PROBLEM ▸ Arrange the records below as a Markdown table with one row per line, using the columns Number and Record line, and leave out any blank lines.

MATERIAL FOR THIS EXERCISE ▸
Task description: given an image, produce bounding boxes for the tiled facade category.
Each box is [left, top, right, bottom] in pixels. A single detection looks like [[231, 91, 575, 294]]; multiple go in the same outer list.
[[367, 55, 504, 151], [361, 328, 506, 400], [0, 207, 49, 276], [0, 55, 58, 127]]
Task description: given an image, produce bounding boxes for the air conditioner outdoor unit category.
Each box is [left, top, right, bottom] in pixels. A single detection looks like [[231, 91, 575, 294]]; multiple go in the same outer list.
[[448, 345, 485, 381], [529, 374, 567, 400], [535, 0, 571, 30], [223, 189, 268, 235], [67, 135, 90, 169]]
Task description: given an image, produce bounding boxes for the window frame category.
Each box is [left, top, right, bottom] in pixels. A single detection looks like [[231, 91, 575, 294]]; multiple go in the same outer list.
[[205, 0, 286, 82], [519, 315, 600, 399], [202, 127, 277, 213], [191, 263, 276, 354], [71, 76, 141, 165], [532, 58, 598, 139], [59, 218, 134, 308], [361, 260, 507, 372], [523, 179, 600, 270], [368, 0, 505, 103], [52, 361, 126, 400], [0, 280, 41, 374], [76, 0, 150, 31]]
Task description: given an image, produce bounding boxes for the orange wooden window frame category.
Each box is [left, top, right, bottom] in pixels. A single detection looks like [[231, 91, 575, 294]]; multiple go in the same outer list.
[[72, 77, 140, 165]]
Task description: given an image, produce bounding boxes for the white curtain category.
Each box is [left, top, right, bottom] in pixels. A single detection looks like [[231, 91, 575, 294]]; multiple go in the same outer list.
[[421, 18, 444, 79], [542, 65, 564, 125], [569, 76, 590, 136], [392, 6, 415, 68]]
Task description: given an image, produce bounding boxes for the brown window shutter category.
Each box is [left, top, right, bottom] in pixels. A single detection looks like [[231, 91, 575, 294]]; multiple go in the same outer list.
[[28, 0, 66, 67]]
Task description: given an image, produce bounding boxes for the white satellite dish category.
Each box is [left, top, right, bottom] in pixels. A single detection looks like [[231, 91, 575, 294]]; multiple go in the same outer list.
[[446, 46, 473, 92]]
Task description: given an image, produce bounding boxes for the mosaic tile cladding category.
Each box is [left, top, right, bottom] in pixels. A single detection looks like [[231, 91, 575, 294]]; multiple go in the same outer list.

SOLUTION FOR THIS TASK ▸
| Number | Record line |
|---|---|
| 1 | Task description: given an image, produce bounding boxes for the tiled facade category. |
| 2 | Each box is [left, top, right, bottom] in pixels. A single detection looks like [[231, 91, 575, 294]]; multiple go in the same outer list. |
| 3 | [[367, 55, 504, 151], [361, 328, 506, 400], [0, 207, 49, 276], [0, 55, 58, 127]] |
| 4 | Task description: given an image, produce bounding boxes for the air conditioner outdoor unit category. |
| 5 | Each box is [left, top, right, bottom] in pixels. A single detection looks like [[231, 91, 575, 294]]; multiple go in the same outer list. |
| 6 | [[448, 345, 485, 381], [529, 374, 567, 400], [535, 0, 571, 30], [223, 189, 268, 235], [67, 135, 90, 169]] |
| 7 | Task description: given an image, produce bounding boxes for the window frame category. |
| 8 | Each box is [left, top, right, bottom] in pixels. A single detection looks like [[231, 91, 575, 294]]; multiple go in the same outer list. |
| 9 | [[205, 0, 286, 82], [519, 315, 600, 399], [202, 127, 277, 213], [191, 263, 276, 354], [71, 76, 141, 165], [532, 58, 598, 139], [59, 218, 134, 308], [361, 260, 507, 372], [523, 179, 600, 270], [368, 0, 505, 103], [52, 361, 126, 400], [0, 280, 41, 374], [76, 0, 150, 31]] |
| 10 | Task description: given an image, produce bounding boxes for the orange wooden window frame category. |
| 11 | Each box is [left, top, right, bottom] in pixels. A single detection looks like [[231, 91, 575, 294]]; multiple go in the same outer list. |
| 12 | [[72, 77, 140, 165]] |
| 13 | Task description: given an image, produce bounding boxes for the white curtain category. |
| 14 | Each box is [left, top, right, bottom] in pixels. A single detection looks like [[231, 91, 575, 294]]; multiple go in the same outer list. |
| 15 | [[421, 18, 444, 79], [542, 65, 564, 125], [569, 76, 590, 136], [392, 6, 415, 68]] |
| 16 | Task description: given an image, produce bounding boxes for the brown window shutter category. |
| 17 | Each box is [left, top, right, bottom] in pixels. A single detection looks like [[231, 91, 575, 294]]; multiple go in the same outer list. |
| 18 | [[28, 0, 66, 67]] |
| 19 | Task description: given an image, produce bounding boxes for the white satellite dish category. |
| 20 | Each box is [left, top, right, bottom] in pixels. A single detection looks like [[231, 91, 575, 294]]; multiple go in the same outer list. |
| 21 | [[446, 46, 473, 92]] |
| 22 | Task description: given an image, produce bounding boxes for the mosaic tile cladding category. |
| 23 | Each box is [left, top, right, bottom] in pixels. A single detection looks like [[231, 91, 575, 294]]; multiple go in the same outer list. |